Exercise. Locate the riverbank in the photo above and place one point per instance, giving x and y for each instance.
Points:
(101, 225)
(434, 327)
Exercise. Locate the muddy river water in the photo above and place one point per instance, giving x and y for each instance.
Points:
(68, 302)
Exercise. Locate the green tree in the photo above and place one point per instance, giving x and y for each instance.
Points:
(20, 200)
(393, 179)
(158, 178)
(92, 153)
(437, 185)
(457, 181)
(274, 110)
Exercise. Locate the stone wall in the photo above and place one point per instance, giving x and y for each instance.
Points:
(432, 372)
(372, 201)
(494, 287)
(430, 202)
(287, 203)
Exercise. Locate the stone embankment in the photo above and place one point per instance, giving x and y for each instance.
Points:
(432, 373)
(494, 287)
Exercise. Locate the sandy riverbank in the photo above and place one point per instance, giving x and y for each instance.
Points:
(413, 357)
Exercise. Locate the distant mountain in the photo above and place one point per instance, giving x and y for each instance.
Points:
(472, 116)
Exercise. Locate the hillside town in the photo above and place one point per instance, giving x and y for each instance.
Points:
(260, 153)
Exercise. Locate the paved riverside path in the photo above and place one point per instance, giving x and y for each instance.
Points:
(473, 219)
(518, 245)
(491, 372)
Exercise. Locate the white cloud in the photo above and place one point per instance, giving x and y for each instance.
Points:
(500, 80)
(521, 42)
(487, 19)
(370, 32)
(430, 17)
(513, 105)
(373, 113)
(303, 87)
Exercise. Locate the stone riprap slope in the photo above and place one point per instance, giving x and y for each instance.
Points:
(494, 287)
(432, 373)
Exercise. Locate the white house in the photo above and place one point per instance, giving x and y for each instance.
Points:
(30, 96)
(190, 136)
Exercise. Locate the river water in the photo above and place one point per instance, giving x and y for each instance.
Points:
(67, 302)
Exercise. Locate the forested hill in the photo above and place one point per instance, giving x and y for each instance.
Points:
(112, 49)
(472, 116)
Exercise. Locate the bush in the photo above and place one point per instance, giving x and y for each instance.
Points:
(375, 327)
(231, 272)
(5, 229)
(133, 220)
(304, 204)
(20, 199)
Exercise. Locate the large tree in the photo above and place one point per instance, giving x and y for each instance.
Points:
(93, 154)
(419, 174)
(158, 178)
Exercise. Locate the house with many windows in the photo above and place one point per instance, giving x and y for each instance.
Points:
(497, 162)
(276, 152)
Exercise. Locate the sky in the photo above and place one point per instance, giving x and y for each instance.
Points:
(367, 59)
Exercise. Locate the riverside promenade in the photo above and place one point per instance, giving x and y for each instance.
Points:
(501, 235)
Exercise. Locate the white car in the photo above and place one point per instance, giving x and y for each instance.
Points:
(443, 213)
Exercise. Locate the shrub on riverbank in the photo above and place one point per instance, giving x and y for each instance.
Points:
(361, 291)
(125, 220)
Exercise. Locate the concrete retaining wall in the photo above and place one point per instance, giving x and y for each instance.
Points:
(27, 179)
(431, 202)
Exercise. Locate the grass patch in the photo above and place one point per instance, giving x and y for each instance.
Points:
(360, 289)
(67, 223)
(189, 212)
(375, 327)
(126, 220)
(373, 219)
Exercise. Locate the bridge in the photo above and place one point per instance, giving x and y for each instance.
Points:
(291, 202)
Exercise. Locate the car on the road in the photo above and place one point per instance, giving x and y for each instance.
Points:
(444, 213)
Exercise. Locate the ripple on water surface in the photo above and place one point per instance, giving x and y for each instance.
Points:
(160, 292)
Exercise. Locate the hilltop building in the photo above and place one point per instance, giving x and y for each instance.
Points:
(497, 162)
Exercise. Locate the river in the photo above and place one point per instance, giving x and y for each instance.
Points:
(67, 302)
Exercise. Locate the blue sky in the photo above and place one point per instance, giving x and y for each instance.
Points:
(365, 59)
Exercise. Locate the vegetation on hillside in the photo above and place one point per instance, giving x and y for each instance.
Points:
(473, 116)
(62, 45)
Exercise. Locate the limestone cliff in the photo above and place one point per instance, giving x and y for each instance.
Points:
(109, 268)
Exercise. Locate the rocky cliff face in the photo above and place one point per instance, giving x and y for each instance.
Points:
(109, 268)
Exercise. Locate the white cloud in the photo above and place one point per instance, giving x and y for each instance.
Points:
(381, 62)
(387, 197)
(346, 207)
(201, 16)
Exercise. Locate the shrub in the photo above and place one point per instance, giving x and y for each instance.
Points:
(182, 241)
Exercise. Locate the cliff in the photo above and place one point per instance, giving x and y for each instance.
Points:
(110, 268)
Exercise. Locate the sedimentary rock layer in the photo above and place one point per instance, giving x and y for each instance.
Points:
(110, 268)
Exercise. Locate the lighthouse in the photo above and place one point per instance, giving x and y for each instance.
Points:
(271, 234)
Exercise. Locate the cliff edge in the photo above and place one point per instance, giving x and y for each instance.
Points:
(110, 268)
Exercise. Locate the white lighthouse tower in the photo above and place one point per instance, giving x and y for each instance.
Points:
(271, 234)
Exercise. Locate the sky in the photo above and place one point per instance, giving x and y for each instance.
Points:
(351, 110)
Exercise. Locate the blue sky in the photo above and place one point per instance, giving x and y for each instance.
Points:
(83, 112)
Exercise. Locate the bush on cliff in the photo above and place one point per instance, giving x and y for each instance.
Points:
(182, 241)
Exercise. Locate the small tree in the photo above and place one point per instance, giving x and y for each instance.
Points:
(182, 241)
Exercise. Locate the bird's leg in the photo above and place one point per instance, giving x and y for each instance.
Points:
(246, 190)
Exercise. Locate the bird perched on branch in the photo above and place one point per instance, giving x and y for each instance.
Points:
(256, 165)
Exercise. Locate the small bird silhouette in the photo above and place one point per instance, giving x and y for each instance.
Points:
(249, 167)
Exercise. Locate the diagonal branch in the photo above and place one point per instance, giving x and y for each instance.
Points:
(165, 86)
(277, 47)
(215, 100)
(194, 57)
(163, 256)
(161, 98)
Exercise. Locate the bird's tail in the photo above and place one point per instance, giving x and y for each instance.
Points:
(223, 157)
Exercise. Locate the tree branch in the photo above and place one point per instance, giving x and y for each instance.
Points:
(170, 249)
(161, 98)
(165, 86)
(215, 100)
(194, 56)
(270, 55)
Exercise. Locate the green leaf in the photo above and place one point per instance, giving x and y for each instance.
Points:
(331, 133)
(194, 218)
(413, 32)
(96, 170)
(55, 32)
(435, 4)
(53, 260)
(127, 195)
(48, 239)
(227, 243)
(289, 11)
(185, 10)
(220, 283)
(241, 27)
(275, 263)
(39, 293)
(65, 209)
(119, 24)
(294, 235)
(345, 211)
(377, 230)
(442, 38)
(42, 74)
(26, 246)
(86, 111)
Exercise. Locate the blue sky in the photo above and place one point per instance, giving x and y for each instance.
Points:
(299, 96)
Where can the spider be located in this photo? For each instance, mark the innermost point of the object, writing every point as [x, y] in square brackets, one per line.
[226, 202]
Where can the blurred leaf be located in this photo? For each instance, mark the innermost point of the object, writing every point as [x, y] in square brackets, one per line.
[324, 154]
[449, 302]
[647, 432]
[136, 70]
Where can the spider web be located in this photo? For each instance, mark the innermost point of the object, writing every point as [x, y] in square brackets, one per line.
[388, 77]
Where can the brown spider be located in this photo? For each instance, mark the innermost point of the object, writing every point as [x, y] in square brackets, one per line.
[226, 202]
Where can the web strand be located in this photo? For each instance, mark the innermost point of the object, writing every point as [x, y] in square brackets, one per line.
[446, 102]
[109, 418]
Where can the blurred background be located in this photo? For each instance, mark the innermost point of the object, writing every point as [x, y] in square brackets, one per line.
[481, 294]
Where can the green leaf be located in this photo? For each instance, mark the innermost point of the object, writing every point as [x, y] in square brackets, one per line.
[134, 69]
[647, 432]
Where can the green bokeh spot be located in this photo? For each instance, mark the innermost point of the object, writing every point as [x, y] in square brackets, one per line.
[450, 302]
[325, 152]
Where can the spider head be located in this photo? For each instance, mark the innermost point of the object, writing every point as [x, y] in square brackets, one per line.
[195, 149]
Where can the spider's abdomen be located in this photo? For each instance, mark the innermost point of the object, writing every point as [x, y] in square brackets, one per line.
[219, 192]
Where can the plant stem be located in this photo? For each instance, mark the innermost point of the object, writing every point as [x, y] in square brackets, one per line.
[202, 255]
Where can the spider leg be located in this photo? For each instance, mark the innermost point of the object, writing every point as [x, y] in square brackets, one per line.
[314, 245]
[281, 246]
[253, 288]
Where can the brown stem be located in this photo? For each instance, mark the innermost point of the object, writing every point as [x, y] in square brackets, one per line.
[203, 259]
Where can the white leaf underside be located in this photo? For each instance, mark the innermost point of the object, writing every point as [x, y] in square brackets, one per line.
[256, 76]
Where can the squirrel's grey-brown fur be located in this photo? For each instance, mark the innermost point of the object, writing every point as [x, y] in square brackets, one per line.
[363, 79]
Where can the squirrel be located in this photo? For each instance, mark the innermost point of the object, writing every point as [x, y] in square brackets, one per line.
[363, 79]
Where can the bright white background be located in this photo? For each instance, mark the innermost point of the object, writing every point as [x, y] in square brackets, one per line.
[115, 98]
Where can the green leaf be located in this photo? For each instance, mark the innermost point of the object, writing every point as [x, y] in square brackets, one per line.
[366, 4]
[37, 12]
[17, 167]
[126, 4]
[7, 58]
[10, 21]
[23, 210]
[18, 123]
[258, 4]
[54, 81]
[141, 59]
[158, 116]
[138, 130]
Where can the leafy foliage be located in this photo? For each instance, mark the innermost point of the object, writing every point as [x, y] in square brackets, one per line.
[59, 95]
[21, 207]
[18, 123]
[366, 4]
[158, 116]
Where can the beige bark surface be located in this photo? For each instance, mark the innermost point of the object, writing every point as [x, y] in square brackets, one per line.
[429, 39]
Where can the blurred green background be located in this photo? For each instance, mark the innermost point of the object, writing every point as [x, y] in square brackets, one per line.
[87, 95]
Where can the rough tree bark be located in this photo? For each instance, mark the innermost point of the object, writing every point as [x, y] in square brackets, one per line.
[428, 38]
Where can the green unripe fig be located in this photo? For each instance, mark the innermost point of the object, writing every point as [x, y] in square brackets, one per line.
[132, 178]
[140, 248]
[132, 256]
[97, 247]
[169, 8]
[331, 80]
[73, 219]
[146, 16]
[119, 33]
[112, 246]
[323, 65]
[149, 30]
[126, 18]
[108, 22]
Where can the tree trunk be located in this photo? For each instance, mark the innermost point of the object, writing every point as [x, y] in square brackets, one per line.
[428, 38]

__Work to be completed__: Begin with the line containing "Where can the rough" and repeat each line exactly until the records above end.

__The reply__:
Where can the rough tree bark be located in this photo? For each instance, mark the innermost point of the object, writing every point as [x, y] in square brackets, one per line.
[428, 38]
Where can the green unripe fig be located in this photo? For each instance, mark the innermost point of the object, writing every point as [x, y] in square brackets, one per line.
[132, 178]
[140, 248]
[132, 256]
[97, 247]
[169, 8]
[331, 80]
[73, 219]
[146, 16]
[119, 33]
[112, 246]
[323, 65]
[149, 30]
[126, 18]
[108, 22]
Where can the tree trunk be located in this photo? For each instance, mark the innermost point of the object, writing every point as [x, y] in square brackets, one per line.
[428, 38]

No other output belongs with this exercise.